* **WHAT IS BEING ASKED**
Would you retype each record exactly as given?

Region pointing data
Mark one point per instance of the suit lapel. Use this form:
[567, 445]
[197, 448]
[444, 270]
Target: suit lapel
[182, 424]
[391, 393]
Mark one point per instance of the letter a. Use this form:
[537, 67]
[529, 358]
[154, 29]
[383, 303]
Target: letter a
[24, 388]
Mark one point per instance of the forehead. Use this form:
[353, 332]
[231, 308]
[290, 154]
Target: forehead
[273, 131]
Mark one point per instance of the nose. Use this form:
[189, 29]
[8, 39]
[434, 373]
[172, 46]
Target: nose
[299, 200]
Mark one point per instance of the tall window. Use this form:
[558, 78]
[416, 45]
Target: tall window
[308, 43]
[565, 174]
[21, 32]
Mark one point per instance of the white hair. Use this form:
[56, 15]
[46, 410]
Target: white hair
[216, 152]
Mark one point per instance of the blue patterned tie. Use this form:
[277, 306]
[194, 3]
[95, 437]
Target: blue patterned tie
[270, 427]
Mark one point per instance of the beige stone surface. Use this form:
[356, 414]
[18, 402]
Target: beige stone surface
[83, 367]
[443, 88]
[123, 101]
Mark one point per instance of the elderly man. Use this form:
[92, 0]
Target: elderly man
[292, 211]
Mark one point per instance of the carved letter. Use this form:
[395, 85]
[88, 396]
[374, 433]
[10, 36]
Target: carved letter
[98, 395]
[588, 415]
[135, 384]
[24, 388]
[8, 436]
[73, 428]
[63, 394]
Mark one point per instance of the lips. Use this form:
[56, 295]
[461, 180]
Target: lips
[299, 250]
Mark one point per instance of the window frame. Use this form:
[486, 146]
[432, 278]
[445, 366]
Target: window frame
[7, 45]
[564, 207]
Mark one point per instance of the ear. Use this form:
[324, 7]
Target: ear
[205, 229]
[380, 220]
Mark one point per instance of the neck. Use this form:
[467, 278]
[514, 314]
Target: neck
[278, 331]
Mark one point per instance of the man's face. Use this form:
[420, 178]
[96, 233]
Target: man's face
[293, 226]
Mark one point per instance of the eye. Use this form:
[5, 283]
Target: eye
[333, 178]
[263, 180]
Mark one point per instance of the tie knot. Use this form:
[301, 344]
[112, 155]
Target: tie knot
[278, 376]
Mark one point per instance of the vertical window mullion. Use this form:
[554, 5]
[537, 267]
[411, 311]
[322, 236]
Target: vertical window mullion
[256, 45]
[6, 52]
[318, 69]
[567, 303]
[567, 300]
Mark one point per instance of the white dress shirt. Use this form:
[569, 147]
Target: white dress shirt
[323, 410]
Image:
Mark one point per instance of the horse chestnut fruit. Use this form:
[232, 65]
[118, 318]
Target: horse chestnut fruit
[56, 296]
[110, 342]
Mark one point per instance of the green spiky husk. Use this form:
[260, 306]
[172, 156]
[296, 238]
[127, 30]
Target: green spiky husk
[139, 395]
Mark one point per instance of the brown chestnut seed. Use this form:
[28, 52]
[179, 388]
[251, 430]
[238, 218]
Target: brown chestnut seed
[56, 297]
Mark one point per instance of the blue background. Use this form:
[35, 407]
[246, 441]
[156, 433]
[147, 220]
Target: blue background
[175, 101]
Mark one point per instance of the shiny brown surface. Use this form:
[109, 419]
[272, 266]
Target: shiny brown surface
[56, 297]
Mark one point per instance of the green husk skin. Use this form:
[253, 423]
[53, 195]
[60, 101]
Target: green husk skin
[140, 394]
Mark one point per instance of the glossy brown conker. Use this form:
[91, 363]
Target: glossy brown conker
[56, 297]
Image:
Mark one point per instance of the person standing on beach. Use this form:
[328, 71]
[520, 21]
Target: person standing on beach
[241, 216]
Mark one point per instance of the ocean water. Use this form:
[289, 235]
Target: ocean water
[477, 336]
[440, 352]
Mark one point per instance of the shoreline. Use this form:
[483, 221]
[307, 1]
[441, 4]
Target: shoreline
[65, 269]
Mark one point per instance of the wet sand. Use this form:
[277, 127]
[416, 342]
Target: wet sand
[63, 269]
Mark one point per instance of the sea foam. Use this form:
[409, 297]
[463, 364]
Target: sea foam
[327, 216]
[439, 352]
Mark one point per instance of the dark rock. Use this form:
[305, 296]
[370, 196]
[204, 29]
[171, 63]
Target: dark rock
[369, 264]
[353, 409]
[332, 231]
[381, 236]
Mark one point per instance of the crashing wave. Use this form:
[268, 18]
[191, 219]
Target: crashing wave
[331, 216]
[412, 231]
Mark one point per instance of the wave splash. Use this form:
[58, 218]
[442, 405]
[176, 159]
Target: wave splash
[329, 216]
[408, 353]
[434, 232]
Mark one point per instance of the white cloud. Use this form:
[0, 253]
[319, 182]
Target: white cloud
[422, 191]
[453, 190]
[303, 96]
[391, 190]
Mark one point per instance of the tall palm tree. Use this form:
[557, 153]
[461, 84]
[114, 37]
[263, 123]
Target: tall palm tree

* **COMPLETED TASK**
Mark one point per instance of the suit lapel. Use this form:
[567, 445]
[197, 448]
[444, 270]
Target: suit lapel
[182, 424]
[391, 393]
Mark one point per instance of the letter a. Use this form:
[537, 67]
[529, 358]
[154, 29]
[383, 303]
Target: letter a
[24, 388]
Mark one point per instance of the forehead. Use this form:
[353, 332]
[231, 308]
[290, 154]
Target: forehead
[273, 131]
Mark one point per instance of the nose. Use this form:
[189, 29]
[8, 39]
[434, 373]
[172, 46]
Target: nose
[299, 200]
Mark one point per instance of the tall window. Use this form:
[558, 78]
[416, 45]
Target: tall window
[308, 43]
[565, 174]
[21, 32]
Mark one point per instance of the white hair. Use this form:
[56, 15]
[46, 410]
Target: white hair
[216, 152]
Mark one point per instance of the blue patterned tie. Use this form:
[277, 306]
[194, 3]
[95, 437]
Target: blue patterned tie
[270, 427]
Mark one point per instance of the beige stone surface. Use this form:
[356, 414]
[18, 402]
Target: beige stone surface
[83, 367]
[443, 88]
[123, 101]
Mark one point per instance of the elderly man. Use this form:
[92, 0]
Target: elderly man
[292, 211]
Mark one point per instance of the carved letter. Use this form:
[395, 85]
[88, 396]
[374, 433]
[10, 36]
Target: carved letter
[98, 395]
[588, 415]
[135, 384]
[24, 388]
[8, 436]
[73, 428]
[63, 394]
Mark one point per instance of the lips. Use this form:
[56, 295]
[461, 180]
Target: lips
[299, 250]
Mark one point per instance of the window frame. Use this form:
[486, 146]
[432, 278]
[445, 366]
Target: window frame
[7, 45]
[564, 207]
Mark one point per instance of the ear. Use this form:
[324, 7]
Target: ear
[205, 229]
[380, 220]
Mark one point per instance of the neck. Use this form:
[467, 278]
[514, 314]
Target: neck
[278, 331]
Mark one point per instance of the man's face. Use this form:
[420, 178]
[96, 233]
Target: man's face
[293, 226]
Mark one point per instance of the eye. Use this form:
[5, 283]
Target: eye
[333, 178]
[263, 180]
Mark one point per instance of the tie knot. Use this form:
[301, 344]
[112, 155]
Target: tie knot
[278, 376]
Mark one point per instance of the vertical window mullion. Use this form:
[554, 5]
[537, 267]
[411, 311]
[322, 236]
Target: vertical window mullion
[256, 45]
[6, 52]
[318, 69]
[567, 303]
[567, 300]
Mark one point per instance of the white dress shirt. Use this form:
[569, 147]
Target: white dress shirt
[323, 410]
Image:
Mark one point per instance of the horse chestnut fruit. Use this form:
[232, 65]
[118, 318]
Target: horse chestnut fruit
[56, 296]
[110, 342]
Mark one point per instance of the green spiky husk. Use this form:
[260, 306]
[172, 156]
[296, 238]
[127, 30]
Target: green spiky husk
[139, 395]
Mark one point per instance of the brown chestnut seed. Use this form:
[28, 52]
[179, 388]
[251, 430]
[238, 218]
Target: brown chestnut seed
[56, 297]
Mark one point per instance of the blue background. Use this form:
[35, 407]
[246, 441]
[156, 433]
[147, 220]
Target: blue background
[175, 101]
Mark one point per instance of the shiny brown surface. Use this form:
[109, 419]
[272, 266]
Target: shiny brown surface
[56, 297]
Mark one point per instance of the green husk skin. Use this form:
[253, 423]
[53, 195]
[60, 101]
Target: green husk skin
[140, 394]
Mark one point per instance of the glossy brown conker. Use this form:
[91, 363]
Target: glossy brown conker
[56, 297]
Image:
Mark one point per instance of the person standing on beach. Use this form:
[328, 71]
[520, 21]
Target: person standing on beach
[241, 216]
Mark one point per instance of the ocean water. Use this form:
[289, 235]
Target: ocean water
[477, 336]
[440, 352]
Mark one point per instance of the shoreline. Use this form:
[483, 221]
[307, 1]
[441, 4]
Target: shoreline
[65, 269]
Mark one point per instance of the wet sand. Use this form:
[277, 127]
[416, 342]
Target: wet sand
[63, 269]
Mark one point per instance of the sea foam. Use this form:
[409, 297]
[463, 364]
Target: sea foam
[327, 216]
[439, 352]
Mark one point per instance of the dark rock. Use this form:
[305, 296]
[370, 196]
[204, 29]
[171, 63]
Target: dark rock
[369, 264]
[353, 409]
[332, 231]
[381, 236]
Mark one point per instance of the crashing wave. Use this form:
[268, 18]
[191, 219]
Target: crashing wave
[331, 216]
[412, 231]
Mark one point per instance of the wave splash. Use this form:
[58, 218]
[442, 405]
[176, 159]
Target: wave splash
[329, 216]
[408, 353]
[434, 232]
Mark one point per instance of the white cloud. Use this form:
[0, 253]
[319, 182]
Target: white cloud
[422, 191]
[453, 190]
[303, 96]
[391, 190]
Mark one point per instance of the tall palm tree. Use this form:
[557, 153]
[461, 84]
[114, 37]
[263, 123]
Target: tall palm tree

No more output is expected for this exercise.